→ Texte fourni
+++

Ceci est un épisode d’Un Voyage d’Hiver, une newsletter éphémère pour aller marcher sur la GTJ avec Schubert et des röstis. Si vous avez raté le début, ça a commencé ici.
Chaque épisode s’ouvrira sur l’un des 24 lieder du Voyage d’Hiver de Schubert. Voici donc le lied du jour.
Lied #5 - Le Tilleul (Der Lindenbaum)
Devant le porche, à la fontaine, se tient un beau tilleul. Combien de siestes et de beaux rêves sous ses branches ! Combien de serments gravés dans son écorce ! Mais à présent, il faut s’enfoncer dans la nuit noire, malgré le vent glacé qui emporte tout. Et toujours, le tilleul lui murmure : “c’est ici que tu trouveras ton repos”.
Audio : version de Dietrich Fischer-Dieskau et Jorg Demus, 1964
Pour écouter/regarder la version sous-titrée, c’est ici.
Une quiche lorraine en Franche-Comté. C’est en dégustant cette joyeuse torsion gastro-culturelle que je contemple les sources du Doubs et la plaine de Mouthe – cette petite Sibérie qui ressemble aujourd’hui à un Mister Freeze oublié au soleil.
En ce 3 janvier, la petite Sibérie n’est plus ce qu’elle était. Un triste tas de neige abandonné attend de fondre sous le dernier canon de culture. Pourtant, la réputation de Mouthe en tant que ville la plus froide de France n’est plus à faire. Mais l’ombre du passé* ne suffit pas à garder les flocons au frais…
Le centre de Mouthe étant 1km en dehors de l’itinéraire, je m’épargne ce détour pour arriver au plus vite chez Liadet – de la pluie est encore annoncée pour la fin de journée. Je longe les tourbières, souvenirs de lointaines ères glaciaires. Une dernière montée dans les sapins, et des cheminées fumantes se profilent au bout du chemin. Le message est plus efficace que n’importe quel néon clinquant de Las Vegas : elles fument, donc ils servent. Déclinaison jurassienne du cogito cartésien. Fin de l’étape et baisser de rideau sur les gros godillots.

+++

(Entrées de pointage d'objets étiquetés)
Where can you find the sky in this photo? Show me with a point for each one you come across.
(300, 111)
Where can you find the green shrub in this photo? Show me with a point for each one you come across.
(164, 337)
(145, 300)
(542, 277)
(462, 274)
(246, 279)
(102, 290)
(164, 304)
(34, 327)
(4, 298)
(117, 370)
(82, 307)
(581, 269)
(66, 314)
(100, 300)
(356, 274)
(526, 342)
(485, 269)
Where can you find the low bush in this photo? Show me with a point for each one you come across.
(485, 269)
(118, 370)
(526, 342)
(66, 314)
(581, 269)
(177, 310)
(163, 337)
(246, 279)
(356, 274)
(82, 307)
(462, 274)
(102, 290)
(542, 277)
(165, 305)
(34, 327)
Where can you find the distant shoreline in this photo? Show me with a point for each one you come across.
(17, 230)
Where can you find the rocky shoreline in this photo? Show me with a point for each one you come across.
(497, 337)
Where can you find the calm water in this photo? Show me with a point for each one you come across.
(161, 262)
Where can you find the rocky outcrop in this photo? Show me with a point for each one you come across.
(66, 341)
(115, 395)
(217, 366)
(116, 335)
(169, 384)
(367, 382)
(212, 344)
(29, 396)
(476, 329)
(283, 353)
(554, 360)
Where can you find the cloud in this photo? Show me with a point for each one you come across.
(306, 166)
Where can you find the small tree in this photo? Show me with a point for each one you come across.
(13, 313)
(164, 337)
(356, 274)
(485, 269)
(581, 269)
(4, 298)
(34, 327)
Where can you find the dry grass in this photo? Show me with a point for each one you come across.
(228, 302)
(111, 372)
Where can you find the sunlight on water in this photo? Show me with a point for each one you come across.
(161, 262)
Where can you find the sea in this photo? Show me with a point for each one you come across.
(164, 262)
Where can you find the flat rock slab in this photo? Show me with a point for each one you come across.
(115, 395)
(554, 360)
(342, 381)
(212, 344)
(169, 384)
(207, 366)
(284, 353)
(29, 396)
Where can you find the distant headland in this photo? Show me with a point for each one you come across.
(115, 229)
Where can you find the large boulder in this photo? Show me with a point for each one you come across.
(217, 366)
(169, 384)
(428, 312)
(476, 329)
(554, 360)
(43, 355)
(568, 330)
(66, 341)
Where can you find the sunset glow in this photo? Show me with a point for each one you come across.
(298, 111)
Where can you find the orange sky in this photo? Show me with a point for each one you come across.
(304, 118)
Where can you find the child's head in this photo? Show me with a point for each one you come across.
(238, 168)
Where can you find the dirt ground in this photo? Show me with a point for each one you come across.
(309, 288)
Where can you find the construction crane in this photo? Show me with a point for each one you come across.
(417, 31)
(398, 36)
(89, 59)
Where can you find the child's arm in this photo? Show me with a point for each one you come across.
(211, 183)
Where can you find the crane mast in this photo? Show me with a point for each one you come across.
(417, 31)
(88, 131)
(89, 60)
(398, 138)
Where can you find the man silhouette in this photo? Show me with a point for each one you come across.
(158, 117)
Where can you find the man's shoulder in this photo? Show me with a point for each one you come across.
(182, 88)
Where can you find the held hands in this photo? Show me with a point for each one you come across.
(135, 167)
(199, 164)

+++

→ Consignes écrites
**A.** Recopiez, s'il vous plaît, le passage du texte fourni qui s'ouvre sur les mots contenant « Une quiche lorraine » et se clôt sur « oublié au soleil. ».
**B.** Répondez à ces questions d'après le texte fourni :
(i) Quel lied de Schubert ouvre cet épisode ?
(ii) Quelle date est indiquée pour cette étape ?
(iii) À quelle distance de l'itinéraire se trouve le centre de Mouthe ?
**C.** Réécrivez sous forme de liste le paragraphe du texte fourni qui commence par « Le centre de Mouthe étant », en conservant ses faits principaux.
Ces données forment un matériau à part, distinct du texte fourni.

→ Réponses par consigne
**A.**
Une quiche lorraine en Franche-Comté. C’est en dégustant cette joyeuse torsion gastro-culturelle que je contemple les sources du Doubs et la plaine de Mouthe – cette petite Sibérie qui ressemble aujourd’hui à un Mister Freeze oublié au soleil.

**B.**
(i) Le lied n° 5, Le Tilleul (Der Lindenbaum).
(ii) Le 3 janvier.
(iii) À 1 km.

**C.**
- Le centre de Mouthe se trouve à 1 km de l'itinéraire. Le détour est évité pour arriver au plus vite chez Liadet, car de la pluie est annoncée pour la fin de journée.
- Le chemin longe des tourbières, souvenirs de lointaines ères glaciaires.
- Après une dernière montée dans les sapins, des cheminées fumantes apparaissent au bout du chemin : elles fument, donc ils servent.
- L'étape prend fin à cet endroit.